### Exercise objective
Transcribed word for word, the lines below from the one with "Annotation task — point out every instance of the snow basin" through the last line of the records form the answer; no picture is to be included.
╭─ Data excerpts
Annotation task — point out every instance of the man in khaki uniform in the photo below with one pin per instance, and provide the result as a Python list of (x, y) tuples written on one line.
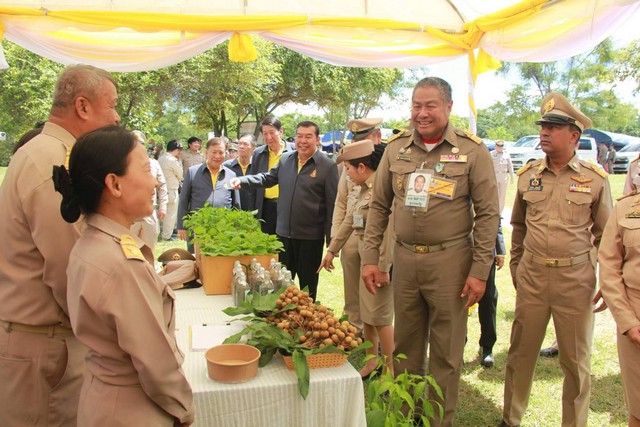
[(438, 273), (618, 265), (632, 181), (347, 195), (41, 362), (504, 171), (148, 228), (172, 170), (561, 207)]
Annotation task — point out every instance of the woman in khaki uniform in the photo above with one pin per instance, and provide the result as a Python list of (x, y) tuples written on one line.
[(619, 261), (361, 161), (118, 306)]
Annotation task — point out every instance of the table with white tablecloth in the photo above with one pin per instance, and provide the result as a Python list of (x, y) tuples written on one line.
[(335, 399)]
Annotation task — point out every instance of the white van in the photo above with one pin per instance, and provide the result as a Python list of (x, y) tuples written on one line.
[(527, 149)]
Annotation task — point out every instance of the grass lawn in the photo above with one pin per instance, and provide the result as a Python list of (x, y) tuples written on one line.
[(481, 390)]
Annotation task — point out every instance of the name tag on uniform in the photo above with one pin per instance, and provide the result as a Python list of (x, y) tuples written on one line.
[(453, 158), (580, 188), (358, 220), (442, 188)]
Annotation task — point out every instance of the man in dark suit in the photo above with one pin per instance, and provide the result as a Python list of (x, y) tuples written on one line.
[(263, 160), (308, 185), (240, 165)]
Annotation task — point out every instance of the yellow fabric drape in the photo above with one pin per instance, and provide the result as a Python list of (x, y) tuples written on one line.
[(241, 48)]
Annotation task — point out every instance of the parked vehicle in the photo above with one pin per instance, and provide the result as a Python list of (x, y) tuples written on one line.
[(527, 149), (625, 156)]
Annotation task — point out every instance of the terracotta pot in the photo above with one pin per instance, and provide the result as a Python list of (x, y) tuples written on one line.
[(232, 363)]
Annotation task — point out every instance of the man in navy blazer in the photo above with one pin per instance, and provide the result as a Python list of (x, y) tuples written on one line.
[(308, 185), (263, 159), (241, 165)]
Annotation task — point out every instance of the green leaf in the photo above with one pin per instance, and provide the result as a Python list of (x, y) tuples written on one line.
[(302, 372), (375, 418)]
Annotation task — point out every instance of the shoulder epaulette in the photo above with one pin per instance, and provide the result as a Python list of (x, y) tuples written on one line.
[(594, 167), (624, 196), (524, 169), (468, 134), (400, 134)]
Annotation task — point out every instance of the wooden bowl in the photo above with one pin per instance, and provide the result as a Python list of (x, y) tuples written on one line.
[(232, 363)]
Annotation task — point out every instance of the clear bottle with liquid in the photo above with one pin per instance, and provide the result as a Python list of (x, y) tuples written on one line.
[(266, 285), (240, 292)]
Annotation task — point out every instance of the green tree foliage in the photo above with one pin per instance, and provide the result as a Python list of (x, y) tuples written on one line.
[(26, 89), (587, 80), (628, 64)]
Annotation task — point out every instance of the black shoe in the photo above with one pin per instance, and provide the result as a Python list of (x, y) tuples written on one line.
[(549, 352), (373, 374), (486, 359)]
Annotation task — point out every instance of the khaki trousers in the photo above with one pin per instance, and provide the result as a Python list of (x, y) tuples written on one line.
[(170, 218), (564, 293), (429, 310), (350, 260), (103, 404), (502, 191), (40, 379)]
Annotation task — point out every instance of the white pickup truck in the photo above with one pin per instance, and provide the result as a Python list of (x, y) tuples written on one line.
[(527, 149)]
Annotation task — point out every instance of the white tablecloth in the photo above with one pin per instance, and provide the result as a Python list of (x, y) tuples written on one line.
[(336, 397)]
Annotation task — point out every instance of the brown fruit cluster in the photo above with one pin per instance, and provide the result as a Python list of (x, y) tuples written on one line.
[(317, 323)]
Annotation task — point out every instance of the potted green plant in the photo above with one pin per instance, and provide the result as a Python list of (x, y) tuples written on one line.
[(222, 236), (400, 400)]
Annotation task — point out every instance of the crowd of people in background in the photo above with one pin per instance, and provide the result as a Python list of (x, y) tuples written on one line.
[(415, 220)]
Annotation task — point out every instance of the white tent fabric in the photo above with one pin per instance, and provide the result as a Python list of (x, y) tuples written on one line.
[(137, 35), (124, 35)]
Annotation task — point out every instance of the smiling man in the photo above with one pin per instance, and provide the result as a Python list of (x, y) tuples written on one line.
[(561, 207), (439, 267), (308, 183)]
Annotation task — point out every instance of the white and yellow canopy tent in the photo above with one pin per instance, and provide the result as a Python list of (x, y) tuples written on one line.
[(137, 35)]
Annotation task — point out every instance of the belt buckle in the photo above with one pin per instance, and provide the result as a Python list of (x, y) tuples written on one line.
[(551, 262)]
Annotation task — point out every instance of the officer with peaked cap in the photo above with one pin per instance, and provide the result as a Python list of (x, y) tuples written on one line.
[(362, 129), (561, 207), (376, 311)]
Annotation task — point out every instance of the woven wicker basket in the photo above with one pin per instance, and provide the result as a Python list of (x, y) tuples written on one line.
[(319, 360)]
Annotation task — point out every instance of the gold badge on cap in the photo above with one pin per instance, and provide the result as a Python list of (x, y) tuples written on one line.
[(549, 106)]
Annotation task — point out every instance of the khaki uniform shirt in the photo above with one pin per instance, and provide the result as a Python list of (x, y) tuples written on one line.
[(360, 207), (632, 181), (474, 206), (559, 216), (190, 159), (36, 240), (347, 195), (619, 262), (172, 170), (123, 311)]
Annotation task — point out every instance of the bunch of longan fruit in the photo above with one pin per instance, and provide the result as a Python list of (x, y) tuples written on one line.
[(320, 328)]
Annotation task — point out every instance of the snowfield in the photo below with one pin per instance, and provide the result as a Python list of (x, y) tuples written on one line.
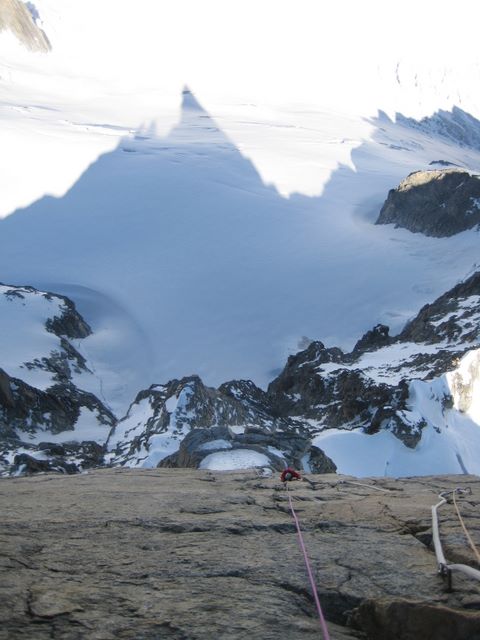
[(209, 202)]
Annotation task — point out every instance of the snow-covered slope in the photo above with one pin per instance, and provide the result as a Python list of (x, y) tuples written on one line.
[(216, 233), (223, 275)]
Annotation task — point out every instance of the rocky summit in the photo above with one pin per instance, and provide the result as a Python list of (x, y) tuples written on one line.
[(196, 555), (437, 203)]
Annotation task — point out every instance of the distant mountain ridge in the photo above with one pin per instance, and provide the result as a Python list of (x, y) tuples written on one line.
[(417, 387), (17, 18)]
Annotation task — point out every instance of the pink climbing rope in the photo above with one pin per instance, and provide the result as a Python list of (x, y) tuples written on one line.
[(323, 623)]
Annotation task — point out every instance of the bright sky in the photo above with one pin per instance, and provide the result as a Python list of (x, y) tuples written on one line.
[(294, 51)]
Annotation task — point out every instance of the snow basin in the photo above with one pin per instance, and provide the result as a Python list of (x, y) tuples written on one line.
[(236, 459)]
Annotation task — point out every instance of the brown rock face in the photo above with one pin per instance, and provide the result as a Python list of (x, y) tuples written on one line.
[(15, 16), (436, 203), (192, 555)]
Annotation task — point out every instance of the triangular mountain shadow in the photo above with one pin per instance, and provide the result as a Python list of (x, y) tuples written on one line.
[(223, 273)]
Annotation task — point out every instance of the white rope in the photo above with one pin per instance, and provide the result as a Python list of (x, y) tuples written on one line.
[(443, 567)]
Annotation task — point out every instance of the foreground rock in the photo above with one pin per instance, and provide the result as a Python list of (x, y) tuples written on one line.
[(437, 203), (195, 555)]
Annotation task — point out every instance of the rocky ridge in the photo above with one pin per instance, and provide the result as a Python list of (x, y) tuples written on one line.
[(42, 403), (186, 423), (196, 555), (18, 17), (438, 203)]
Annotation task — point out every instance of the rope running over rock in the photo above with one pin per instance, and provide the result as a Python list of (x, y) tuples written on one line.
[(301, 542), (465, 530), (445, 569)]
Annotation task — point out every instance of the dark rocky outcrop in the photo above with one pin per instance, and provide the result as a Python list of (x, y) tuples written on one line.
[(437, 203), (16, 17), (374, 339), (453, 317)]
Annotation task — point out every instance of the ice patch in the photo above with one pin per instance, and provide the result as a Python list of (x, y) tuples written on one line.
[(236, 459)]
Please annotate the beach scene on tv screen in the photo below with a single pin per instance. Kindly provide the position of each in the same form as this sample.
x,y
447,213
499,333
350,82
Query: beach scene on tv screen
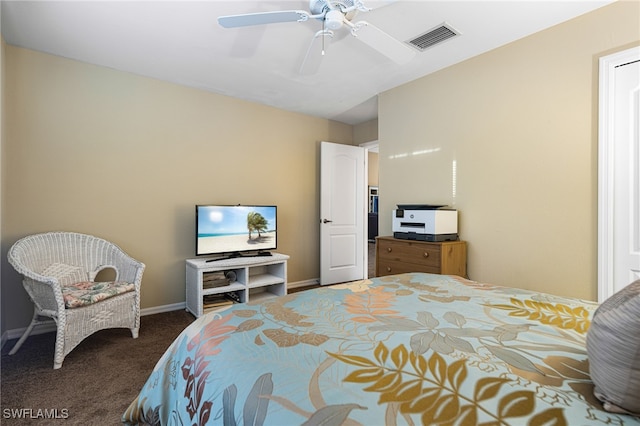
x,y
226,229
╰─
### Written answer
Annotation task — point out every instance of the snow basin in the photo above with one pin per instance, and provide the result as a Python list of (x, y) tuples written on one line.
[(236, 459)]
Annotation task — point out every instance of the brown rock face in the photo above with one pin per instance, and provide the result as a Python list of (x, y) tuples written on one line.
[(15, 16), (436, 203), (192, 555)]
Annotation task — point out every instance of the triangular mountain shadow in the photo above with one pin per instance, and provide the result as a Python list of (x, y) tuples written on one line.
[(223, 273)]
Annotation task — point out every instance of the white rope in the photo above with one pin per instance, and provide the result as a Python list of (x, y) tuples written on one line.
[(443, 567)]
Annotation task — point out every instance of the foreground rock in the photo above with one pin per instance, and provide the result as a Python list of (x, y) tuples written on one line.
[(437, 203), (195, 555)]
Annotation task — point out every instance of the rocky ridge in the photo above with one pin per instance, and provide the result as a Python list of (x, y) tuples written on one line.
[(42, 403), (186, 423), (196, 555), (18, 17), (438, 203)]
Annotation task — point out every instance of the rope running over rock in the photo above with one pin per instance, and provide the result as a Python list of (x, y) tuples written on one line.
[(301, 542), (465, 530), (445, 569)]
Annotation task — point out every instance of the dark rocky outcrop in the photo above with one pin per instance, and provide the result as a Python list of (x, y) tuples written on one line.
[(437, 203), (16, 17), (374, 339), (453, 317)]
Annotation task — point out every instance of the ice patch in the photo above with one pin per instance, and provide the result as a Python list of (x, y) tuples written on one line.
[(236, 459)]
Please annotate the beach scene on tv screen in the photo below with a single pin per instance. Kindly provide the position of each in the same form as this sample.
x,y
447,213
499,333
350,82
Query: beach scene on tv screen
x,y
226,229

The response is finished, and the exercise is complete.